(WHAT IS REQUIRED):
Name every character in the Mill Creek description that follows.

Mill Creek was never just a place—it was a promise.

When Vera returns to Mill Creek with nothing but a duffel and a past she can’t outrun, she doesn’t expect the dying farm to offer her anything more than a hiding place. But the land has a way of digging into your bones, and so does Emmett Carter—stubborn, quiet, carrying the weight of a family legacy that is slipping through his calloused hands.

Together, Vera and Emmett fight to save the farm, mending fences and hearts as storms—both literal and unspoken—threaten to tear them apart. Alongside them, Pip, the town’s loyal mechanic, and Aubrie, with flour-dusted hands and a bakery built from dreams, anchor the small, stubborn community of Mill Creek, reminding them that found family can be stronger than blood.

(DATASET):
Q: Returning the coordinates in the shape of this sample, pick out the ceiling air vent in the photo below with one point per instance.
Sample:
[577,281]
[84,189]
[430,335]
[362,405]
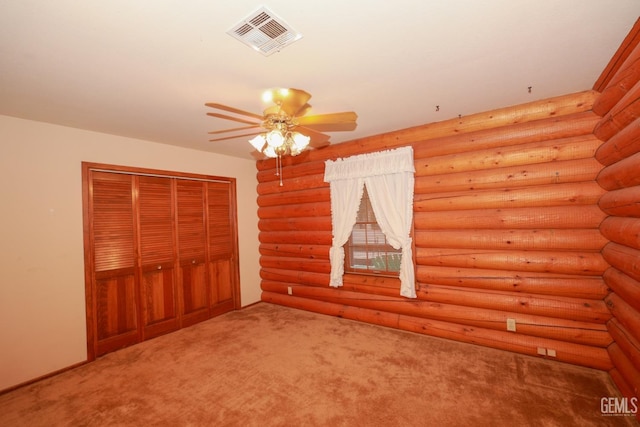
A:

(OUTPUT OF THE TASK):
Vera, Emmett Carter, Pip, and Aubrie.